Pickling can preserve perishable foods for months. In-fact, the process was invented to preserve food. Cultural differences give rise to different pickling techniques. Once a pickle has been made, it’s storage is equally important. It has to be kept in air-tight containers and moisture shouldn’t creep in.
Though Pickles do form an integral part of Bengali kitchens, they are definitely not taken with every meal as is done in many parts of North India or South India.
Pickling around the world… Asia, Middle-East, Europe (Info Courtesy: Wikipedia)
In India, Pickles form an important part of regional cuisine and the hierarchy of importance also differs from one state to other. Pickles in India are known by different names – Achar in Punjabi and Hindi, Uppinakaayi in Kannada, Lonacha in Marathi, Oorukai in Tamil, Ooragaya in Telugu. Pickles are made from mango, lime, amla/Indian gooseberry, chilli, vegetables such as egg plants, carrots, cauliflower,tomato, bitter gourd, green tamarind, ginger, garlic, onion, citron etc. These fruits/vegetables are mixed with other ingredients – salt, spices, vegetable oils and is set to mature. A special variety of mango pickle prepared in India’s Andhra Pradesh State called Avakkaya is very popular. This pickle, often described as king of all pickles, is a fine blend of cut mango pieces, red chilli powder, mustard seed powder, salt and sesame oil each ingredient used in specified proportion all raw and allowed to mature for few weeks in porcelain containers in hot summer.
In Sri Lanka, achcharu is traditionally prepared out of carrots, onions, and ground dates. Mixed with mustard powder, ground pepper, crushed ginger, garlic and vinegar, these items are seasoned in a clay pot.

(What the task requires) Give the part of the pickling text that opens with the words "Pickling can preserve" and closes with "(Info Courtesy: Wikipedia)" again, substituting "humidity" for "moisture".

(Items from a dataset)
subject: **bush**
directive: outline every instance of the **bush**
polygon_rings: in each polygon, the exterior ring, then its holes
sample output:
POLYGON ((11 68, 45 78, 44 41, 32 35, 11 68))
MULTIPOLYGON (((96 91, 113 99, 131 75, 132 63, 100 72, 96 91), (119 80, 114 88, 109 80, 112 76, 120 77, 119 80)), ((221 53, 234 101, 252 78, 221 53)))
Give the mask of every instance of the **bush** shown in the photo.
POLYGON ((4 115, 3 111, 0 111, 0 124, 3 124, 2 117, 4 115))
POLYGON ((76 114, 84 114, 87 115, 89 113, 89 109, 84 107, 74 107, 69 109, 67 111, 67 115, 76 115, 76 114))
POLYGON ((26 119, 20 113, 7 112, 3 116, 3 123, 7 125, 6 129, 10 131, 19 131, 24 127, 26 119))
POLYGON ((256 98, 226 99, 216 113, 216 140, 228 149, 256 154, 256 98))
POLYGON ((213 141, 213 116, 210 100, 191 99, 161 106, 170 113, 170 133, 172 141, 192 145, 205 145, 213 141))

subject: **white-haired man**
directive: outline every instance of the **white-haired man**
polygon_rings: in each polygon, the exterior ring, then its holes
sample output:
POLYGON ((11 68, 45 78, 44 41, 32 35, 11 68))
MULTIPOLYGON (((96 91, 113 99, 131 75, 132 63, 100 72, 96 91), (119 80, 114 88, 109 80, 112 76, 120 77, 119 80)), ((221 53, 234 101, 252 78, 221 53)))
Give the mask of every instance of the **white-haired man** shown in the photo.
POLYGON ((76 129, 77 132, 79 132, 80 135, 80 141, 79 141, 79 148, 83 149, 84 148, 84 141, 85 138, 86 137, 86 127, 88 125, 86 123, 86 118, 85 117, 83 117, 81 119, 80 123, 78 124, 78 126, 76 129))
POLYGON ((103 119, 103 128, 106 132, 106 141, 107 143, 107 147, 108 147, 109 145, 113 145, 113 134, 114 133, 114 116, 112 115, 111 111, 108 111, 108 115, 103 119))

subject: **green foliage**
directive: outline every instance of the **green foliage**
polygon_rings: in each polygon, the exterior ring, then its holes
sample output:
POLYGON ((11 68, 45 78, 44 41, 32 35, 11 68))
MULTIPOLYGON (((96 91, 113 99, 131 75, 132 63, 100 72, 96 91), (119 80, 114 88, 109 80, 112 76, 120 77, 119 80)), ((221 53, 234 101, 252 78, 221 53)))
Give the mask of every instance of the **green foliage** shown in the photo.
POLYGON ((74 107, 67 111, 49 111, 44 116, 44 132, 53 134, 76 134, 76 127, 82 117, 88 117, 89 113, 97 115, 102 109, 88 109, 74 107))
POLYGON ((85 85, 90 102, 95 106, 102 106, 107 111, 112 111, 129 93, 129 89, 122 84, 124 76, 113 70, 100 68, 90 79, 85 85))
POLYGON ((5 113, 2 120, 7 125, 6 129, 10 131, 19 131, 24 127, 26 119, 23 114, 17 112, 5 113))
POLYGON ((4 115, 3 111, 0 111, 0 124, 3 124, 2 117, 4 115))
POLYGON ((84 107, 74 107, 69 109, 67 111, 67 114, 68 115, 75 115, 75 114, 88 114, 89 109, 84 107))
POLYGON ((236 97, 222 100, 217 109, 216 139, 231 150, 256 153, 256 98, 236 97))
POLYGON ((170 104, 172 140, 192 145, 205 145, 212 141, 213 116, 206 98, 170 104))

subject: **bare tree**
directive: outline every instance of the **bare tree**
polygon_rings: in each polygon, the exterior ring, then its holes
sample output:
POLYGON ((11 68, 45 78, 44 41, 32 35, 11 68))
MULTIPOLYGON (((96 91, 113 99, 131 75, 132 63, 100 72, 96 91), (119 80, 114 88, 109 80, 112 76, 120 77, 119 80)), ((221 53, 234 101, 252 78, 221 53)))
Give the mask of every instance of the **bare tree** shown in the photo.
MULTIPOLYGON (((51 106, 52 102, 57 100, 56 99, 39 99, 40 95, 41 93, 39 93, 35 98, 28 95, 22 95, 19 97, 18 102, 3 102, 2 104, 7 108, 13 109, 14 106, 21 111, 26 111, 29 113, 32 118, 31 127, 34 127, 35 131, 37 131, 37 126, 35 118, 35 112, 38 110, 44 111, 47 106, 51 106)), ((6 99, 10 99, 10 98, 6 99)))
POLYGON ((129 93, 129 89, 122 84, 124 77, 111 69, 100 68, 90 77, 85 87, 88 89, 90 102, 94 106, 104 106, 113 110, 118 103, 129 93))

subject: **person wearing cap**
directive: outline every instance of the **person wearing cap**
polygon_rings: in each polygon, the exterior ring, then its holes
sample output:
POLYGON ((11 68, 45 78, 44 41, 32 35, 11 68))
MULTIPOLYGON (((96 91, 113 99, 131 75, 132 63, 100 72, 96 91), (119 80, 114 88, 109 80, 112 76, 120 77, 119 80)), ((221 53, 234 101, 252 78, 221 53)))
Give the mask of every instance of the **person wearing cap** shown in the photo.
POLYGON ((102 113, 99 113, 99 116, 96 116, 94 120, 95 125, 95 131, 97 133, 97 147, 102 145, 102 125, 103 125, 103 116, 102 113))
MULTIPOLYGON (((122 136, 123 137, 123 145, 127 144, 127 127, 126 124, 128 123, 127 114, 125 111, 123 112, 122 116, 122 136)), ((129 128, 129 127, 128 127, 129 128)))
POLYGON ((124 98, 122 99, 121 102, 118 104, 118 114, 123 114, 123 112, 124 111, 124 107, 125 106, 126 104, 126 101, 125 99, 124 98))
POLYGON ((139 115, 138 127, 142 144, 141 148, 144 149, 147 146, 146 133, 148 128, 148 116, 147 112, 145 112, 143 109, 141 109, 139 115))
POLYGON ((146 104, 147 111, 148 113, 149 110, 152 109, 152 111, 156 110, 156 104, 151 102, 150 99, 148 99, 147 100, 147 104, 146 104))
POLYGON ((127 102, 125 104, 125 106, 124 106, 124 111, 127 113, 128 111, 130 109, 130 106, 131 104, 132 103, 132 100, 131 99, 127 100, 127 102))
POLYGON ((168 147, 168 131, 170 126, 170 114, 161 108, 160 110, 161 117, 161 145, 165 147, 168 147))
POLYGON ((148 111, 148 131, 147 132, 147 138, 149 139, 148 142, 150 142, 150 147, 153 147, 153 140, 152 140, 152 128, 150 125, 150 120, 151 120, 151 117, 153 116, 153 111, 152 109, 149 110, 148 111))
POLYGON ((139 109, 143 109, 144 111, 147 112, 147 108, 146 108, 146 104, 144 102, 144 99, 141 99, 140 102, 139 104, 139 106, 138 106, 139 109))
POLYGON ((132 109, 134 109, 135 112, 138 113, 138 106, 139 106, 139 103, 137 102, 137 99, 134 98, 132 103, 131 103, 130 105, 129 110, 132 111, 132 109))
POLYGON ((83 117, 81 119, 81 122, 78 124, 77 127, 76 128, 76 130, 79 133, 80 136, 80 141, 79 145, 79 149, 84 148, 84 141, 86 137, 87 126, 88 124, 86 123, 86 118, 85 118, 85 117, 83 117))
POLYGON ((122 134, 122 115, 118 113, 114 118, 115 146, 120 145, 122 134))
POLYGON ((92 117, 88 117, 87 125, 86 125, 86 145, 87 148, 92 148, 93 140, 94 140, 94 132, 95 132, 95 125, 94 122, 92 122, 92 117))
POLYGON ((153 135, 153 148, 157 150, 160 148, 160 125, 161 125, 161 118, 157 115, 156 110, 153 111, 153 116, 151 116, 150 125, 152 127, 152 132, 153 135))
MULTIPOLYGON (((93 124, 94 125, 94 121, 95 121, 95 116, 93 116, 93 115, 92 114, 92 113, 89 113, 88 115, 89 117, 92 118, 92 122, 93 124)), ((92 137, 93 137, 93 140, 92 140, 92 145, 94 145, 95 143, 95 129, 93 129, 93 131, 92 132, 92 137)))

(Complete answer)
Pickling can preserve perishable foods for months. In-fact, the process was invented to preserve food. Cultural differences give rise to different pickling techniques. Once a pickle has been made, it’s storage is equally important. It has to be kept in air-tight containers and humidity shouldn’t creep in.
Though Pickles do form an integral part of Bengali kitchens, they are definitely not taken with every meal as is done in many parts of North India or South India.
Pickling around the world… Asia, Middle-East, Europe (Info Courtesy: Wikipedia)